== ENTRIES PROVIDED

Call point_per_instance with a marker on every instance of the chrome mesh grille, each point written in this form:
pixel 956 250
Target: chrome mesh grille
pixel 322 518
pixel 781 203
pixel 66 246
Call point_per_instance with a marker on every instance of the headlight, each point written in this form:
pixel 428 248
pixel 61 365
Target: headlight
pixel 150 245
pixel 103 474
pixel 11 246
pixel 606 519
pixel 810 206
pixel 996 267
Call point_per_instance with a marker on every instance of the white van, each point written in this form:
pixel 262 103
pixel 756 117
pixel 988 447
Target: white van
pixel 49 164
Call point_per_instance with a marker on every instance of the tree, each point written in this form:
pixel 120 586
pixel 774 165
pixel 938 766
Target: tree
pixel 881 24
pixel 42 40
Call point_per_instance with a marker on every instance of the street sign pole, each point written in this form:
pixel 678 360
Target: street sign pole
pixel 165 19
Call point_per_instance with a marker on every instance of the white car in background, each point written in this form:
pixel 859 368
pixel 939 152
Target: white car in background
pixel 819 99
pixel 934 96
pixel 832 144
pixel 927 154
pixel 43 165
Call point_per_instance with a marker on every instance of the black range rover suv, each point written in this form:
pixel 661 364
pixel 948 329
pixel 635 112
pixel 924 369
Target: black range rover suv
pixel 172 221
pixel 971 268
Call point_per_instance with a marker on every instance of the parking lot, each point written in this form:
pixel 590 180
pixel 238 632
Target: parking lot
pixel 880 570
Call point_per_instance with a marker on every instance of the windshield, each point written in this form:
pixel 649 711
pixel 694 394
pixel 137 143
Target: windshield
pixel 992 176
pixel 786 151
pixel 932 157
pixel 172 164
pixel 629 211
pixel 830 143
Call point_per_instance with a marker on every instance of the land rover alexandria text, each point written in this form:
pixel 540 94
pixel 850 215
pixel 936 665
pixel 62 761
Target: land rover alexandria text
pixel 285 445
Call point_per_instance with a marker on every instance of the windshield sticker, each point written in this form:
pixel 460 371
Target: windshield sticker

====

→ **TASK DESCRIPTION**
Rewrite all of the entries above, replacing "marker" with "dot" and leaving everything else as it is.

→ **FULL SOLUTION**
Call point_per_instance with a dot on every instance of the chrome mesh grille, each point written in this form:
pixel 956 250
Target: chrome mesh grille
pixel 322 518
pixel 781 203
pixel 66 246
Call point_per_instance with a dot on every instance of the headlight, each point written in this form:
pixel 428 248
pixel 61 365
Target: headlight
pixel 150 245
pixel 103 474
pixel 11 246
pixel 606 519
pixel 810 206
pixel 996 267
Call point_per_instance with a dot on every instance of the white van, each point written in this form:
pixel 262 103
pixel 756 117
pixel 988 447
Target: white van
pixel 49 164
Call point_per_instance with a dot on every instance of the tree, each point written in this form:
pixel 120 586
pixel 774 165
pixel 938 766
Target: tree
pixel 881 24
pixel 42 40
Call point_per_instance with a dot on every instance of the street sign pole, each point written in this form:
pixel 678 360
Target: street sign pole
pixel 165 19
Call point_per_instance with a dot on every instance of the white car in background, each point written in this form:
pixel 859 368
pixel 939 152
Target: white car in background
pixel 819 99
pixel 934 96
pixel 832 144
pixel 927 154
pixel 43 165
Call point_per_instance with a dot on every instance of the black range rover suv, each point written in this form:
pixel 661 364
pixel 948 329
pixel 635 112
pixel 924 369
Target: black range rover suv
pixel 172 221
pixel 971 268
Call point_per_instance with a dot on every instance of the parking lot, each point written in this form:
pixel 590 180
pixel 238 632
Target: parking lot
pixel 880 570
Call point_per_instance with a dot on every instance of the windshield, each point written in this form:
pixel 649 711
pixel 694 394
pixel 137 143
Target: windshield
pixel 992 176
pixel 786 151
pixel 932 157
pixel 172 164
pixel 629 211
pixel 830 143
Call point_per_instance with a dot on every instance of the land rover alexandria text, each point written in this form:
pixel 540 94
pixel 850 215
pixel 936 665
pixel 62 761
Target: land rover alexandria text
pixel 285 445
Call point_per_instance with a dot on every instance of the windshield sticker, each point written in this form:
pixel 460 371
Target: windshield sticker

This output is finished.